EXERCISE PROMPT -> List each line of the entries below that contains the word "target". Letter case matters.

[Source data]
══════════

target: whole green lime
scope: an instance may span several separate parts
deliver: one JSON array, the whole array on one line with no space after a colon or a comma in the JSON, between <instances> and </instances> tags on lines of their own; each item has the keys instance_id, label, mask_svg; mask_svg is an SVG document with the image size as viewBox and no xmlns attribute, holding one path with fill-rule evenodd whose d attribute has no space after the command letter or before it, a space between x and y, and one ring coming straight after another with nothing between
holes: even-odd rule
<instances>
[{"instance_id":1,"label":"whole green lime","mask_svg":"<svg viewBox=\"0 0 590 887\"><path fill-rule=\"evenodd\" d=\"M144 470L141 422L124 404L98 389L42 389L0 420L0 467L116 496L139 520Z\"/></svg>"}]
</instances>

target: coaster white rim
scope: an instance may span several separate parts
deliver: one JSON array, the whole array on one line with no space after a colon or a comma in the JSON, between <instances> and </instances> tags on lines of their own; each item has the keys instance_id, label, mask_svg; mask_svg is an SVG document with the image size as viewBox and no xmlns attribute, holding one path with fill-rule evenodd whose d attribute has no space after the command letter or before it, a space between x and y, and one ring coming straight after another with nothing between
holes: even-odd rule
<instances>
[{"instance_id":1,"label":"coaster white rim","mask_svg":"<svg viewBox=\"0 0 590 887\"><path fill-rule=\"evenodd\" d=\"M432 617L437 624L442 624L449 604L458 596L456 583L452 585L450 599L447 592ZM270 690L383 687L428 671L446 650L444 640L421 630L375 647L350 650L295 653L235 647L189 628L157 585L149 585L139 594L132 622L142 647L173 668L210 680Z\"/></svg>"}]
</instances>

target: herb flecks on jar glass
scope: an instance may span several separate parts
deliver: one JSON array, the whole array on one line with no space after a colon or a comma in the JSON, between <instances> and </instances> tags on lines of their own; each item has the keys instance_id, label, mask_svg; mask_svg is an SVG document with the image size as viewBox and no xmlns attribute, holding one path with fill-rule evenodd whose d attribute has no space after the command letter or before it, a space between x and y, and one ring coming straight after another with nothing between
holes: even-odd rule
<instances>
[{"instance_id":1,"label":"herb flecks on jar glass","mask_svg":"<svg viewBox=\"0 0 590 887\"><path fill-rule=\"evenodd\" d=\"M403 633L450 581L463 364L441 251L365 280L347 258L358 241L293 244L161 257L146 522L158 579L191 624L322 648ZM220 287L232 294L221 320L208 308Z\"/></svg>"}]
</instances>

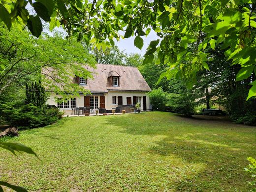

══════════

SOLUTION TO THE PROBLEM ->
target: whole green lime
target: coaster white rim
target: herb flecks on jar glass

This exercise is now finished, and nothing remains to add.